**WORK REQUIRED**
Return each line in the records below that includes "like".

══════════════════════════════

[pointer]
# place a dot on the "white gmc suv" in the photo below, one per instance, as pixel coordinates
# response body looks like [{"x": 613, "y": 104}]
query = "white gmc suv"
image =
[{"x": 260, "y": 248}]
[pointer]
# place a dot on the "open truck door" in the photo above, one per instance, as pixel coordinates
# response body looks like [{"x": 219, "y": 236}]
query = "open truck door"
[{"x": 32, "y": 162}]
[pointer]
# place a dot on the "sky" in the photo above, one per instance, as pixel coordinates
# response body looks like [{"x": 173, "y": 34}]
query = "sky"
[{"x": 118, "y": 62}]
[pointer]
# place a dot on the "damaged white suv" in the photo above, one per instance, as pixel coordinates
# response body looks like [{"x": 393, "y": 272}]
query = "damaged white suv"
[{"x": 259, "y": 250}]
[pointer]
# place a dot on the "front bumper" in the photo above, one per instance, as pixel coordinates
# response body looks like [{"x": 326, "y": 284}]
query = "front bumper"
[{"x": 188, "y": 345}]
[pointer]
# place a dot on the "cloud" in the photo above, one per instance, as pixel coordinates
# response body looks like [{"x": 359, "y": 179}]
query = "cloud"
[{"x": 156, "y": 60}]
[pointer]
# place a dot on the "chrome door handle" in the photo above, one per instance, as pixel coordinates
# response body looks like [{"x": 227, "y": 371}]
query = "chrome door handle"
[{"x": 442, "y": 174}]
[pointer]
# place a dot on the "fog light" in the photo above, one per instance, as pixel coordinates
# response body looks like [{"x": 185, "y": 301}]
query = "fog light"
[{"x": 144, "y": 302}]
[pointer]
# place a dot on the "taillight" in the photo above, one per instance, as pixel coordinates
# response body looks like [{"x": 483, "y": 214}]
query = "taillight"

══════════════════════════════

**RESULT FOR THIS EXERCISE**
# response body looks like [{"x": 613, "y": 104}]
# response body looks like [{"x": 219, "y": 236}]
# response body looks like [{"x": 173, "y": 34}]
# response body looks like [{"x": 393, "y": 272}]
# response body looks like [{"x": 326, "y": 284}]
# response body looks like [{"x": 359, "y": 179}]
# response body looks like [{"x": 227, "y": 371}]
# response body looks like [{"x": 185, "y": 301}]
# response body looks like [{"x": 483, "y": 214}]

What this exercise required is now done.